Given records
* * * * * * *

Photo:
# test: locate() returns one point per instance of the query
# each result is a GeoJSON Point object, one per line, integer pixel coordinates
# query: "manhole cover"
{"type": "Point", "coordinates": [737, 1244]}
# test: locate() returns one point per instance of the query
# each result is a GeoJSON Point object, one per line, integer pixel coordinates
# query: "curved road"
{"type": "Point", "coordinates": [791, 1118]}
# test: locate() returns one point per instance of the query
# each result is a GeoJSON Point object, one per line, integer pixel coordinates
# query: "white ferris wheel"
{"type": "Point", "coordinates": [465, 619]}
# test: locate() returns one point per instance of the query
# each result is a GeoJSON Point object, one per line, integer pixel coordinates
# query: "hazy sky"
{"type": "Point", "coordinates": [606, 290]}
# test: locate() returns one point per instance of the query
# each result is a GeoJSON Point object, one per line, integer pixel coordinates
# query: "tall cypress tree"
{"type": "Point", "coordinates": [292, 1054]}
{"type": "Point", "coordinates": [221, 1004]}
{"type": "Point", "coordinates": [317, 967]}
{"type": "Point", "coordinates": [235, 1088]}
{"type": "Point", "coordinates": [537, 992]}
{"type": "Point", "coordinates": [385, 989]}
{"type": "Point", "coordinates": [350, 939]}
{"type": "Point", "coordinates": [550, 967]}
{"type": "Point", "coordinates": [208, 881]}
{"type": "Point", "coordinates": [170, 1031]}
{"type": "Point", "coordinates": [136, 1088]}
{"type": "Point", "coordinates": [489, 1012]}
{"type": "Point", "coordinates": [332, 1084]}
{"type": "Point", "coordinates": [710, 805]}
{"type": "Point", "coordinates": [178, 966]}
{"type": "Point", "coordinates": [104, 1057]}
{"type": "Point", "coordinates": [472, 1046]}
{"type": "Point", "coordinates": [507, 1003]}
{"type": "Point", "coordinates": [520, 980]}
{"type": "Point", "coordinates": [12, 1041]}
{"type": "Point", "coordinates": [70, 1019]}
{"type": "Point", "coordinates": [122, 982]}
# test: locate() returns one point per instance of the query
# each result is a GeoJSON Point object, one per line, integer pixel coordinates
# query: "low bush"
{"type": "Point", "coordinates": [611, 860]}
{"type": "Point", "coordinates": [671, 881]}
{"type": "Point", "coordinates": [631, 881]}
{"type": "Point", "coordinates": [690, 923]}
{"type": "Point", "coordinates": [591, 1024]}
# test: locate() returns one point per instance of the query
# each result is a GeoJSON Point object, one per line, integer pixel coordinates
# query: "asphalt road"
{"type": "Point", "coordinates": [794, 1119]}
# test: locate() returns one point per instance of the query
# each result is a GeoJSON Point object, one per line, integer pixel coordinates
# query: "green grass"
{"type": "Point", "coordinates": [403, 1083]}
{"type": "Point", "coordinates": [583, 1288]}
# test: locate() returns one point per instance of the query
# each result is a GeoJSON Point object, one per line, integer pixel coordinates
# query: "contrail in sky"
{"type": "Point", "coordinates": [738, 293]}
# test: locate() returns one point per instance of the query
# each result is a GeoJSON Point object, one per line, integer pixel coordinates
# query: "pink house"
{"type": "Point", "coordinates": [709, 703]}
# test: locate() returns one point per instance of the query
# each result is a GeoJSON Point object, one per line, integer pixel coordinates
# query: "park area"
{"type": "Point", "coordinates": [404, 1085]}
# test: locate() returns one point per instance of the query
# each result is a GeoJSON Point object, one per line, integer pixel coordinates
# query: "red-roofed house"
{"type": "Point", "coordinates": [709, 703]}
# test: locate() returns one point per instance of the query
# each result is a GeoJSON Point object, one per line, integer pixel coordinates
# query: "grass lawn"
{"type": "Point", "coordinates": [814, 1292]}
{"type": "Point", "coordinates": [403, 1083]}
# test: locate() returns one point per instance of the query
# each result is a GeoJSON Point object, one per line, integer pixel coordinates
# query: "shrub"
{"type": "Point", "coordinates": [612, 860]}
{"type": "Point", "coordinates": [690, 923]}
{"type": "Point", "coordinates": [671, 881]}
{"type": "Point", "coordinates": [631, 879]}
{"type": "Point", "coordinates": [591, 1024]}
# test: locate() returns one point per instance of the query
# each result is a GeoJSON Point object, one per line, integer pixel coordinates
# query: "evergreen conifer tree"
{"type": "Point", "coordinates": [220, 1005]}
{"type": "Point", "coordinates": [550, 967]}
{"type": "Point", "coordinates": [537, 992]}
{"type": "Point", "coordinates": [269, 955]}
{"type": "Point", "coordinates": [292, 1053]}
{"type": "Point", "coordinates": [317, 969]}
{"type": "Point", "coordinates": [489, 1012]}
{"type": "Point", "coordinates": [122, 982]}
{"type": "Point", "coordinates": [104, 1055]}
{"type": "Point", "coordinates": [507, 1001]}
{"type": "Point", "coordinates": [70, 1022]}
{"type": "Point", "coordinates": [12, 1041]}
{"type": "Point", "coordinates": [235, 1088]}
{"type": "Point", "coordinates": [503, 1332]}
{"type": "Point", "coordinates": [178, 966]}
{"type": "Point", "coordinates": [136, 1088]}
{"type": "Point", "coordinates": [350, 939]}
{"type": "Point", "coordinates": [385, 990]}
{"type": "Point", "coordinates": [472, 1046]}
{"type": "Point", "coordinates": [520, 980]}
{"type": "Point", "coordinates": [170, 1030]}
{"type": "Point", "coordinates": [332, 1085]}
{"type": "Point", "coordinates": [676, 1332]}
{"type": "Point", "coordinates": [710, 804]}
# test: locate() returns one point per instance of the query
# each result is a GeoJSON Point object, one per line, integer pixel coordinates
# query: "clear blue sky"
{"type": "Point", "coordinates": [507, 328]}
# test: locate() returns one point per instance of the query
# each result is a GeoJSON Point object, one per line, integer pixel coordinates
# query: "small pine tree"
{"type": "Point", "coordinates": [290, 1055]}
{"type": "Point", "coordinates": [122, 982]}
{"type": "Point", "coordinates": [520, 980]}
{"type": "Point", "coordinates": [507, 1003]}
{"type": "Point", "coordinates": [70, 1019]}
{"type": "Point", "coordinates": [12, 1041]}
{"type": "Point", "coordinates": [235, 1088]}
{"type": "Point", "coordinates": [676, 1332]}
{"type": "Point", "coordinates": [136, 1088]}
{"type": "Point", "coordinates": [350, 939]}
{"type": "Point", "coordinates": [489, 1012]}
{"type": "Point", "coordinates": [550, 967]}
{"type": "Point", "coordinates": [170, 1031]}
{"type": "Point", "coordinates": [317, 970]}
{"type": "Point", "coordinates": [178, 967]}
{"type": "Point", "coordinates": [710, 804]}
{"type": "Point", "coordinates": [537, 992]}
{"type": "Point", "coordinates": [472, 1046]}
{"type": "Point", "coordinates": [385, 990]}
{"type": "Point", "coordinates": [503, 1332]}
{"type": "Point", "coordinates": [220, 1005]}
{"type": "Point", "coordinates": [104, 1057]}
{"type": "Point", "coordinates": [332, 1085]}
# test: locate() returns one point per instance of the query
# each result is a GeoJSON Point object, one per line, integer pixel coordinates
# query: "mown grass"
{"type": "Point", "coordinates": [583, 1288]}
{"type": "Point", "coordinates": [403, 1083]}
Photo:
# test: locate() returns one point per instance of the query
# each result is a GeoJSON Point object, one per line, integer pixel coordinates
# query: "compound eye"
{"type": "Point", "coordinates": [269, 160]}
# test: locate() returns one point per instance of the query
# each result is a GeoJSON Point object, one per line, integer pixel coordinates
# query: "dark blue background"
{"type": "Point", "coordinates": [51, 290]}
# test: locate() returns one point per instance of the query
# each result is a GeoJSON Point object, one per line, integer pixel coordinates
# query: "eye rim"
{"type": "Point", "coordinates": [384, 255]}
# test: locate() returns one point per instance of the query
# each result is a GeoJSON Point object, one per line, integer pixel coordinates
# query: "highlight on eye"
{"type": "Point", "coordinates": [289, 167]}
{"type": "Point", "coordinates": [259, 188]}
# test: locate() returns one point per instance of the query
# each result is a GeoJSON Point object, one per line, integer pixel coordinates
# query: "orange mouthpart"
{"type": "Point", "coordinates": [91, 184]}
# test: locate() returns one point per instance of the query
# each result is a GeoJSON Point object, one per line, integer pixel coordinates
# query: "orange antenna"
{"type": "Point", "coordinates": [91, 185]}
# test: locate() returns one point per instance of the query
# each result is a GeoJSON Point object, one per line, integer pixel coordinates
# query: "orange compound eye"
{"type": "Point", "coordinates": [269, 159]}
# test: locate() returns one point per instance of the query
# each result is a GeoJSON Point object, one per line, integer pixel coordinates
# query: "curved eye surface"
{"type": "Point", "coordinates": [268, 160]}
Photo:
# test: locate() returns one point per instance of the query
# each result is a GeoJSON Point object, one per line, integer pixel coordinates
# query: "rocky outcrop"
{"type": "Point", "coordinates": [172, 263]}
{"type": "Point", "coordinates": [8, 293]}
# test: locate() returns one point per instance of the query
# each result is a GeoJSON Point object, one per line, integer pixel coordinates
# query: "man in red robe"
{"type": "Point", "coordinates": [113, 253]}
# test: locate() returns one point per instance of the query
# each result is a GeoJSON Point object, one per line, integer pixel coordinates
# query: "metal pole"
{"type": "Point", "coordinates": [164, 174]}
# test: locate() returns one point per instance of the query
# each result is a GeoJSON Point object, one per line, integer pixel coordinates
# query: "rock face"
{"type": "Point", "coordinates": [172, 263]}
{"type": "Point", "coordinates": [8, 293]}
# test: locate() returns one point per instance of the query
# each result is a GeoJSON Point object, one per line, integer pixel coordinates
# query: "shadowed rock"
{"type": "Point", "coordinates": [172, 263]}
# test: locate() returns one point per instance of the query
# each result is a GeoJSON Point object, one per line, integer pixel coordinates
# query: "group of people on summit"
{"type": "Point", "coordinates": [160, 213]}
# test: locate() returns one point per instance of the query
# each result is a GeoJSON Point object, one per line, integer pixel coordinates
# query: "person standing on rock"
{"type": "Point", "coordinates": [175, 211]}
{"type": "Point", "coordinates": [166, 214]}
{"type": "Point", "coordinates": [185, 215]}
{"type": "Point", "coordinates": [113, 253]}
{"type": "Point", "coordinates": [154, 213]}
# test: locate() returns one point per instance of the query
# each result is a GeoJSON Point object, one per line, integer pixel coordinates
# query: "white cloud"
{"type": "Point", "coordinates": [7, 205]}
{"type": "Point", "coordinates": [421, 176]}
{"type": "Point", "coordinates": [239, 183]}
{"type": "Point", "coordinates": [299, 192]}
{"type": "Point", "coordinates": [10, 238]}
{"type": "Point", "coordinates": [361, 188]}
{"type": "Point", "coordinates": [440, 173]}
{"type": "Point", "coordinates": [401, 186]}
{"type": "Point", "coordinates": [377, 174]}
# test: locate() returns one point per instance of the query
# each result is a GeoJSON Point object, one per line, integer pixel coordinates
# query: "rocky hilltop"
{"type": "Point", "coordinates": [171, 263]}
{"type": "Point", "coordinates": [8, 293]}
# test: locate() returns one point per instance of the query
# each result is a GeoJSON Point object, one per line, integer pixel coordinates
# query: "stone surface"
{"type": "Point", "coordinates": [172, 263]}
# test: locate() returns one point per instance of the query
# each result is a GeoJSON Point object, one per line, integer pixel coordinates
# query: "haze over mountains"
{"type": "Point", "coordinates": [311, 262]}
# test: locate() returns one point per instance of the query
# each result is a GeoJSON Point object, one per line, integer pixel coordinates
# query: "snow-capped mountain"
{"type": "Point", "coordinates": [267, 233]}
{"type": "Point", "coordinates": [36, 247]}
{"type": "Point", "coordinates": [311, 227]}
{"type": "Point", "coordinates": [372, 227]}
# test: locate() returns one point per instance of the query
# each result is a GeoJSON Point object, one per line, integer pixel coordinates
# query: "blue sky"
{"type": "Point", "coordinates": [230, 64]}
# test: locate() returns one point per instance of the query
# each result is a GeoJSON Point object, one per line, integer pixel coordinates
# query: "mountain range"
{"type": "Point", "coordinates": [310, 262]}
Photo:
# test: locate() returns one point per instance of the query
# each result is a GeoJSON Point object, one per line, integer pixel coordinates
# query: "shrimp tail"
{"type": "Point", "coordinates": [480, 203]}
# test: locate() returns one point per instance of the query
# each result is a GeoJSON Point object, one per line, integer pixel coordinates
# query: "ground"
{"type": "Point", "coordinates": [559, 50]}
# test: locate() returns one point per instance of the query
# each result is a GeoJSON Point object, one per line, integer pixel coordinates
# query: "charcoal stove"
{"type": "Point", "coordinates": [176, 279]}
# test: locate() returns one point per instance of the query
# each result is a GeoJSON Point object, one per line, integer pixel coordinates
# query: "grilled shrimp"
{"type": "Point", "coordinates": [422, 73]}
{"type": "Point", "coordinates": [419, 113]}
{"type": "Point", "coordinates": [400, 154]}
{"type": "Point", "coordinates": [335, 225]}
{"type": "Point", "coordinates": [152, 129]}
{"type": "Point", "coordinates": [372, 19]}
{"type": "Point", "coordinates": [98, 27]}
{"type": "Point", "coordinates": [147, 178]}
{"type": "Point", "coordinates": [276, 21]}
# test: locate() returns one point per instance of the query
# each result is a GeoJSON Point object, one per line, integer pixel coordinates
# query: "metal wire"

* * * * * * *

Task description
Locate every line in the listing above that contains the word "blue", treating uppercase and lowercase as different, and copy each of those lines in full.

Answer to this task
# query: "clear blue sky"
# query: "dark blue background"
# query: "blue sky"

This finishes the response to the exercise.